▶ _EXERCISE REQUIREMENTS_
Omit all pictures, then retype the data exactly as given.
──────── STORED DATA
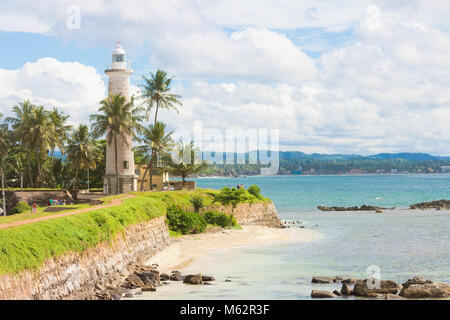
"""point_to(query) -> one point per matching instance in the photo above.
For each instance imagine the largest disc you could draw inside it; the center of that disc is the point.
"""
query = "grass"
(29, 246)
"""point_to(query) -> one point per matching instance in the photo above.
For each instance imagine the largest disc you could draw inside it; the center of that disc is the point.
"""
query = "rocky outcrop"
(438, 205)
(80, 275)
(363, 288)
(260, 213)
(354, 208)
(421, 288)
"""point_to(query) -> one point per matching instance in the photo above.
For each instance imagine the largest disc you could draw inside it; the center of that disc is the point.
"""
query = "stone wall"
(75, 275)
(261, 213)
(40, 197)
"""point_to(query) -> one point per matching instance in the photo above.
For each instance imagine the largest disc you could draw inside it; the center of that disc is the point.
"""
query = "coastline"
(187, 249)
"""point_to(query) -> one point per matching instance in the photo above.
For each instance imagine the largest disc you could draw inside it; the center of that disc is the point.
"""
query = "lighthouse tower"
(119, 83)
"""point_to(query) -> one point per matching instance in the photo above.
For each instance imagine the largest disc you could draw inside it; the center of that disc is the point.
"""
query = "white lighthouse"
(119, 83)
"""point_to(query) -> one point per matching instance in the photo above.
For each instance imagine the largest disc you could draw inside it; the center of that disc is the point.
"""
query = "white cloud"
(71, 86)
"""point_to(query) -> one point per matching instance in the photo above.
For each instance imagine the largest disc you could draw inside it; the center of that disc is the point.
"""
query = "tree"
(41, 135)
(82, 151)
(4, 146)
(61, 130)
(185, 161)
(157, 143)
(155, 92)
(21, 129)
(116, 118)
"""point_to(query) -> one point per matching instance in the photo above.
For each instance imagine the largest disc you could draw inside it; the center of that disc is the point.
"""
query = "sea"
(396, 244)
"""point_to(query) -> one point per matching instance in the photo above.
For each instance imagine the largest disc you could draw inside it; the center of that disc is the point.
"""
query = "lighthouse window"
(119, 58)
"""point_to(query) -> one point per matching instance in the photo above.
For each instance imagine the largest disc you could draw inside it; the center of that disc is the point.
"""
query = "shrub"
(21, 207)
(220, 219)
(185, 222)
(255, 191)
(197, 203)
(232, 196)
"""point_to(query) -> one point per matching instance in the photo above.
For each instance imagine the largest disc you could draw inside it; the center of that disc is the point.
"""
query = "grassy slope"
(28, 246)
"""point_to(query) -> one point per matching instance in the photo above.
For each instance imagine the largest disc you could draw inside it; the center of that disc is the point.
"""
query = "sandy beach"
(186, 249)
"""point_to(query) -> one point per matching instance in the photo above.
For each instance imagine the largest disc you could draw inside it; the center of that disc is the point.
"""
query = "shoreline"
(187, 249)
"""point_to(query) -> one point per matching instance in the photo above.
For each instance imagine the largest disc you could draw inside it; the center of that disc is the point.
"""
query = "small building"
(445, 169)
(160, 180)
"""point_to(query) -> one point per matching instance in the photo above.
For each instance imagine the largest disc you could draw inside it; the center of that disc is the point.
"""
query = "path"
(114, 202)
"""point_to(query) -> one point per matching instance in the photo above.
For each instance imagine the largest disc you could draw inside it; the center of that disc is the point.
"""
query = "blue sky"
(333, 76)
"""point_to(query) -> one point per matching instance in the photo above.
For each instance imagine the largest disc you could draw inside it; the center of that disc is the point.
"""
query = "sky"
(333, 76)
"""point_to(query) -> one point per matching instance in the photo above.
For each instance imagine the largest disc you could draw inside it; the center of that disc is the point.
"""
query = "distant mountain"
(406, 156)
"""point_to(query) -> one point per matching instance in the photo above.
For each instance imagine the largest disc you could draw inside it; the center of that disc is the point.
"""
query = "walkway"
(114, 202)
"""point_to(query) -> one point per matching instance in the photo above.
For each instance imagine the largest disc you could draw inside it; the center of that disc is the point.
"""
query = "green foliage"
(185, 222)
(21, 207)
(220, 219)
(197, 202)
(255, 191)
(233, 196)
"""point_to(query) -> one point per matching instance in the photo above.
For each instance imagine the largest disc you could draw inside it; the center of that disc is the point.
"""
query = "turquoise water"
(401, 243)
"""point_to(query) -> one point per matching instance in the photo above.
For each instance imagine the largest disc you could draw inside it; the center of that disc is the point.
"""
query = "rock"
(322, 294)
(208, 278)
(193, 279)
(325, 279)
(164, 277)
(416, 280)
(176, 277)
(426, 290)
(148, 287)
(391, 296)
(349, 281)
(386, 286)
(151, 277)
(345, 290)
(133, 281)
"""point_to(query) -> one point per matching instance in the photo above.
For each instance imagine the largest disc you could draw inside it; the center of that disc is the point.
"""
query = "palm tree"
(82, 151)
(155, 92)
(20, 125)
(41, 135)
(4, 146)
(58, 120)
(157, 142)
(184, 161)
(116, 117)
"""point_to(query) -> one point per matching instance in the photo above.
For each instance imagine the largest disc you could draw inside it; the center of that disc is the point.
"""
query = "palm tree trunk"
(117, 166)
(143, 178)
(151, 170)
(76, 178)
(29, 168)
(3, 191)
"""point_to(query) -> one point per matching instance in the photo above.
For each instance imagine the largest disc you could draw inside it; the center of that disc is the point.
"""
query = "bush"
(220, 219)
(232, 196)
(255, 191)
(185, 222)
(197, 203)
(21, 207)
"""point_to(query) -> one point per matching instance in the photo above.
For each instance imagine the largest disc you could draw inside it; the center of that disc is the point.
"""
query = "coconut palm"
(20, 125)
(155, 93)
(60, 128)
(82, 151)
(41, 135)
(117, 118)
(184, 161)
(157, 142)
(4, 146)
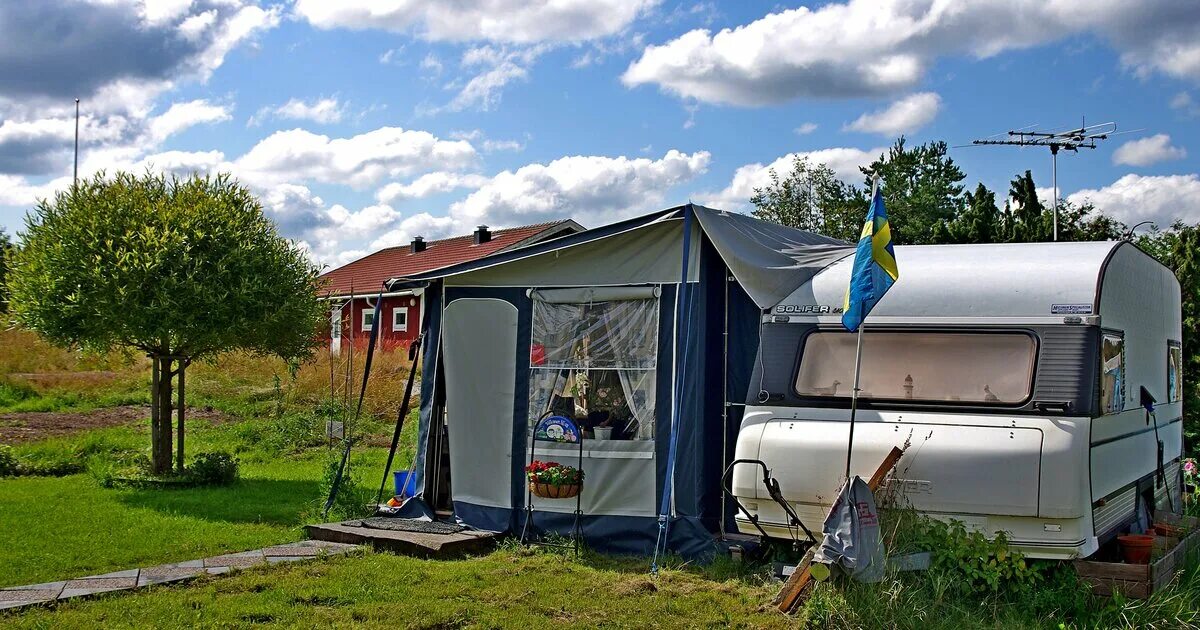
────────────────
▶ _YOUR SOLUTION_
"""point_to(query) -> one point per matching instance in the photo above.
For each instance imagine the largest disc you could draw inside it; the center of that disc is the point.
"""
query = "grass"
(29, 246)
"""point_to(query) -> one point per matching instance in the photo above.
For each instance imagine the largest disc you could draw inside it; the center of that disc is the point.
"""
query = "rocky outcrop"
(438, 205)
(80, 275)
(363, 288)
(260, 213)
(354, 208)
(421, 288)
"""point_to(query) -> one point per matching instance in the photo above.
For each instance imagine the largest disc you could draw inside it; the center of that disc is the point.
"""
query = "stone wall"
(75, 275)
(261, 213)
(40, 197)
"""point_to(query) -> one point per matching instance in the photo above.
For each instance imagine the largest disc you could draw inside it; the center of that disc is the point.
"""
query = "coastline"
(187, 249)
"""point_to(query) -> one point per matching instance in the photo above.
For each instance imagine the largest disc you could draw inside it; the center of that disc is the point.
"""
query = "lighthouse tower"
(119, 83)
"""point_to(query) -> one point per matching instance in the photo above.
For each instance imagine the largest disc you could draw inside it; the center of that disc is the point.
"""
query = "white lighthouse"
(119, 83)
"""point_to(query) -> one point per matching instance in the photo above.
For each instance imagine the largest disc you could draw inside it; the center of that disc is the point.
"""
query = "white cloud"
(71, 86)
"""point_to(query) -> one point per matching instance in the photo above.
For each instance imagine the largest disc you could draw inside it; the center of that disc is the point.
"""
query = "tree"
(41, 135)
(82, 151)
(4, 146)
(61, 130)
(185, 161)
(157, 143)
(155, 92)
(21, 129)
(116, 118)
"""point_to(query) -> one point per matching instance in the photo above.
For each instance imagine the largest disc you could draw inside it; the center of that disc is the point.
"""
query = "sea"
(396, 244)
"""point_to(query) -> one point per matching instance in the photo above.
For each instance imagine the largest disc you could draw inside it; the center of that disc is the point.
"""
query = "lighthouse window"
(119, 58)
"""point_to(query) -> one point per matching instance in the photo above.
For each instance imagine the largest disc you could draw inside it; the center of that disc is the point.
"""
query = "shrub"
(21, 207)
(220, 219)
(185, 222)
(255, 191)
(197, 203)
(232, 196)
"""point_to(query) -> one point per matching instance in the photo above.
For each instance imagine the largest disc you could draw inside it; the center of that disc is the point.
"""
query = "grassy slope"
(28, 246)
"""point_to(query) -> one point per matching instance in the photo above.
For each instance imagine the largest disc you could draw inside it; the center of that disc is the point.
"""
query = "sandy beach"
(186, 249)
"""point_to(query) -> one point per matching instance in the photo above.
For each instance imagine the largest disc you could draw inside it; the center of that disc is the point.
"""
query = "shoreline"
(187, 249)
"""point_to(query) -> one point per matching instance in the photo above.
For each instance imagine the largest disc you could draw inside it; the center of that disc is the point.
"""
query = "small building"
(445, 169)
(160, 180)
"""point_to(query) -> one point per matching instance in the photo above.
For each instance imagine the largest disc you could draw inside it; the center of that disc is the point.
"""
query = "path"
(114, 202)
"""point_to(query) -> one point per matching instance in the photo above.
For each instance imagine the largest disc you could draw inside it; the center of that disc is the point.
"""
query = "blue sky"
(333, 76)
"""point_to(query) -> one point per matching instance in the photo above.
For each instance imagine the largest disc you could draw inside it; the center of that disc is the point.
"""
query = "sky"
(333, 76)
"""point_to(query) -> one point per matching instance in the photo above.
For each instance imagine the largest disc you could draw inside it; the center of that disc is the point.
"""
query = "distant mountain"
(406, 156)
"""point_to(query) -> one point per matching instance in the photo above.
For each instance imagine the largest disc you could draw inside it; the center of that disc is the point.
"""
query = "walkway"
(114, 202)
"""point_to(query) -> one point per matching instance in the photo above.
For each instance imagine the largest disc you could draw inside it; the center of that disc is the point.
"""
query = "green foliage"
(185, 222)
(21, 207)
(220, 219)
(197, 202)
(255, 191)
(233, 196)
"""point_to(query) -> one point per matching instance in the photo above.
For each instance imagine the largest disc you could draw inside it; the center of that disc is the point.
"""
query = "turquoise water"
(401, 243)
"""point_to(query) -> one point per matching instance in the photo above.
For each instance imagine the largest disc you could draw inside it; the center of that disc is the point.
"""
query = "rock"
(322, 294)
(208, 278)
(193, 279)
(325, 279)
(164, 277)
(416, 280)
(176, 277)
(426, 290)
(148, 287)
(391, 296)
(349, 281)
(386, 286)
(151, 277)
(345, 290)
(133, 281)
"""point_to(query) -> one point per matching instance in the photo above.
For each instance imagine the largest disc you could draw inside it; the center of that disc is the point.
"""
query = "palm tree"
(82, 151)
(155, 92)
(20, 125)
(41, 135)
(4, 146)
(58, 120)
(157, 142)
(184, 161)
(116, 117)
"""point_to(query) -> one point per matching instance in the photo above.
For each instance imagine the largest disc you could draw inside it; the center of that disc is the point.
"""
query = "palm tree trunk"
(117, 166)
(143, 178)
(151, 170)
(76, 178)
(29, 168)
(3, 191)
"""point_to(query) -> one point per matching instance in the photo above.
For each instance imagine the largest disc you could draw inside it; the center of that disc is the point.
"""
query = "bush"
(220, 219)
(232, 196)
(255, 191)
(185, 222)
(197, 203)
(21, 207)
"""point_to(query) -> one point per matching instance in the photo above.
For each instance imagine the largest disc you could draw inside it; the center of that disc is the point.
"""
query = "coconut palm"
(20, 125)
(155, 93)
(60, 128)
(82, 151)
(41, 135)
(117, 118)
(184, 161)
(157, 142)
(4, 146)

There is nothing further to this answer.